## [Exercise]
Reproduce every one of the following entries word for word, changing nothing.

## [The records]
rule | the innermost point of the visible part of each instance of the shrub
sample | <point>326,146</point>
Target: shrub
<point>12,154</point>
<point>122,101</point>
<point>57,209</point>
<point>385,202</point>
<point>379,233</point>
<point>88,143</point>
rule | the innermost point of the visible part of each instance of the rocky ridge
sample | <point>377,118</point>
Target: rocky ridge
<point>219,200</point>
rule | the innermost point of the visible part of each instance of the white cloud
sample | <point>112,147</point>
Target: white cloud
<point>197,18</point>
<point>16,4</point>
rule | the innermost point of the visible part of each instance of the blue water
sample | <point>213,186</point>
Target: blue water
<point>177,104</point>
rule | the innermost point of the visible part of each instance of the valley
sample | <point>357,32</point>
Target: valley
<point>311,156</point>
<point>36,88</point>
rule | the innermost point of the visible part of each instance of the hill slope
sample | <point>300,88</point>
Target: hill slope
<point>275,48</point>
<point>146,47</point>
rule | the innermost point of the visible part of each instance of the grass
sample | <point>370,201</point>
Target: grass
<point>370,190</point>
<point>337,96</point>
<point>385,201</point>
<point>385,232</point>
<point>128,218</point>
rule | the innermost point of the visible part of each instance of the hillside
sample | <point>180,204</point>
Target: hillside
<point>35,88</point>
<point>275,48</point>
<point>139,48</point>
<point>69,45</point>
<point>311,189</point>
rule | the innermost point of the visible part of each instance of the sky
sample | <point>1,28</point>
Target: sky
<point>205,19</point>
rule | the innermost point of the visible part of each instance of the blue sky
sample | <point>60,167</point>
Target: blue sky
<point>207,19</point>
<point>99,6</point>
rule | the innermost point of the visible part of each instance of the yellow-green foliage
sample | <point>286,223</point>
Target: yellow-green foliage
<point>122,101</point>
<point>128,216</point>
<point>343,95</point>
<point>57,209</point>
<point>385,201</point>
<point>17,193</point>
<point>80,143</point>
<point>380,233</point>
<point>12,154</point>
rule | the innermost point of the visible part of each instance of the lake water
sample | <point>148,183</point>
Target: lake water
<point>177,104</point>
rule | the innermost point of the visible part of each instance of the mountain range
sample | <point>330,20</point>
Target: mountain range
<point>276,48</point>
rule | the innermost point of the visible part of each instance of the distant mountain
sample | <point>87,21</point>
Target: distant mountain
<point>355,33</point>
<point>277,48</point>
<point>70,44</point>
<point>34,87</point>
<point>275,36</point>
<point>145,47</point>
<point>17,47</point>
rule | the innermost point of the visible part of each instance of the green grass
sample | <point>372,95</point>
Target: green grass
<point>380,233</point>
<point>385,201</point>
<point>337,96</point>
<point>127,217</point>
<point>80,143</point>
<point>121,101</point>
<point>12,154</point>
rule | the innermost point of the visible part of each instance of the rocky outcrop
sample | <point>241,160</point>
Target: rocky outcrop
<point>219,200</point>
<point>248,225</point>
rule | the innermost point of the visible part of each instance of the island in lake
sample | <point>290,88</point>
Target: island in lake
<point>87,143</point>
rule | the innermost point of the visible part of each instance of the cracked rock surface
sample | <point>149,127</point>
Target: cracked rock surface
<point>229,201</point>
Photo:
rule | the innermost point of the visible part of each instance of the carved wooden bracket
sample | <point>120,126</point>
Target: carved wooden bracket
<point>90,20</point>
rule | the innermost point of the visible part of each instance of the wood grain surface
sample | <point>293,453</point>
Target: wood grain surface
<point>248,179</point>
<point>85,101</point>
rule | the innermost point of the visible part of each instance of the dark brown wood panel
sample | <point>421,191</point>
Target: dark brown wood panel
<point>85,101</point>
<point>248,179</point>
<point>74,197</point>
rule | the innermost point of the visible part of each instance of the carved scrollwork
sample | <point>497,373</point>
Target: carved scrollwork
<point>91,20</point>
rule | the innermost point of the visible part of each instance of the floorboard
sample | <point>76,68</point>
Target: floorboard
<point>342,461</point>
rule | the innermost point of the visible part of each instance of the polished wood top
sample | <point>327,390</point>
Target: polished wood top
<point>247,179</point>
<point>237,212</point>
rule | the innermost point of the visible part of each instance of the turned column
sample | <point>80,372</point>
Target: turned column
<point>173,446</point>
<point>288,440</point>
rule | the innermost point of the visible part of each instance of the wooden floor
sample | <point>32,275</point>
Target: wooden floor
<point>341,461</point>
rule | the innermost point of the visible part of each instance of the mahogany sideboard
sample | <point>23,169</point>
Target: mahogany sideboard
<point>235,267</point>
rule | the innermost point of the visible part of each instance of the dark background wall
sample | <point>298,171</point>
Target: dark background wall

## [Full answer]
rule | the innermost point of the visible part of each instance of the shrub
sample | <point>326,146</point>
Target: shrub
<point>12,154</point>
<point>122,101</point>
<point>57,209</point>
<point>385,202</point>
<point>379,233</point>
<point>88,143</point>
rule | the innermost point of the visible part of each instance of the rocky ridge
sample | <point>377,118</point>
Target: rocky ridge
<point>219,200</point>
rule | the innermost point of the visible part of each instance of the white cloud
sample | <point>112,147</point>
Target: white cloud
<point>197,18</point>
<point>16,4</point>
rule | the innermost point of the visible part of each instance of the blue water
sample | <point>213,186</point>
Target: blue water
<point>177,104</point>
rule | the innermost point of the visible part of each instance of the valley
sample | <point>357,32</point>
Target: valley
<point>311,156</point>
<point>36,88</point>
rule | the innermost point of the visible part of each instance of the hill slope
sample | <point>300,88</point>
Target: hill slope
<point>275,48</point>
<point>146,47</point>
rule | the innermost point of the visible part of each instance of the grass
sample | <point>370,201</point>
Target: grass
<point>370,190</point>
<point>337,96</point>
<point>385,201</point>
<point>385,232</point>
<point>128,218</point>
rule | the innermost point of the visible part of each instance of the hillside
sample | <point>180,204</point>
Target: hillside
<point>35,88</point>
<point>275,48</point>
<point>139,48</point>
<point>69,45</point>
<point>311,189</point>
rule | the innermost point of the visible part of each instance of the sky
sample | <point>1,28</point>
Target: sky
<point>205,19</point>
rule | the innermost point of the visible part of each instance of the blue sky
sample | <point>60,167</point>
Target: blue sky
<point>207,19</point>
<point>99,6</point>
rule | the innermost point of the visible part of each instance of the yellow-green foliage
sample | <point>286,223</point>
Target: yellow-green foliage
<point>122,101</point>
<point>128,216</point>
<point>343,95</point>
<point>57,209</point>
<point>385,201</point>
<point>17,193</point>
<point>80,143</point>
<point>380,233</point>
<point>12,154</point>
rule | the innermost point of the visible part of each instance of the lake water
sample | <point>148,183</point>
Target: lake water
<point>177,104</point>
rule | the innermost point of the visible part of each instance of the mountain range
sample | <point>330,20</point>
Target: mountain range
<point>276,48</point>
rule | the innermost point of the visible part of each instance of the distant mountain
sample | <point>87,21</point>
Target: distant mountain
<point>355,33</point>
<point>277,48</point>
<point>70,44</point>
<point>34,87</point>
<point>275,36</point>
<point>145,47</point>
<point>17,47</point>
rule | the innermost point of the visible part of each instance of the green grass
sample | <point>372,95</point>
Target: green grass
<point>380,233</point>
<point>385,201</point>
<point>337,96</point>
<point>127,217</point>
<point>80,143</point>
<point>121,101</point>
<point>12,154</point>
rule | the innermost point of the visible part of each instance of the rocky outcrop
sample | <point>241,160</point>
Target: rocky outcrop
<point>219,200</point>
<point>248,225</point>
rule | the innermost point of the visible part of each instance of the island in lake
sample | <point>290,88</point>
Target: island in lake
<point>87,143</point>
rule | the innermost point of the visible part of each instance of the cracked rock surface
sample | <point>149,127</point>
Target: cracked rock surface
<point>229,201</point>
Photo:
rule | the innermost point of the visible part of each instance of the carved wooden bracket
sample | <point>120,126</point>
Target: carved wooden bracket
<point>90,20</point>
rule | the innermost point of the visible part of each instance of the wood grain surface
sample | <point>293,453</point>
Target: wood grain surface
<point>248,179</point>
<point>85,101</point>
rule | the innermost point of the visible part of each instance of the dark brown wood panel
sample | <point>421,191</point>
Target: dark brown wood panel
<point>85,101</point>
<point>248,179</point>
<point>74,197</point>
rule | the innermost point of the visible part of each instance of the carved scrollwork
sample | <point>497,373</point>
Target: carved scrollwork
<point>91,20</point>
rule | the innermost point of the visible part of each instance of the floorboard
sample | <point>76,68</point>
Target: floorboard
<point>342,461</point>
rule | the innermost point of the visible part of each instance of the polished wood top
sample | <point>327,390</point>
Target: polished wood top
<point>247,179</point>
<point>237,212</point>
rule | the innermost point of the visible part of each instance of the turned column
sample | <point>80,372</point>
Target: turned column
<point>173,446</point>
<point>288,440</point>
rule | the innermost point of the visible part of each instance of the wooden floor
sample | <point>32,275</point>
Target: wooden floor
<point>341,461</point>
rule | the innermost point of the visible part of each instance of the mahogany sideboard
sample | <point>23,169</point>
Target: mahogany sideboard
<point>235,267</point>
rule | the innermost point of the visible part of each instance of the dark background wall
sample | <point>298,171</point>
Target: dark background wall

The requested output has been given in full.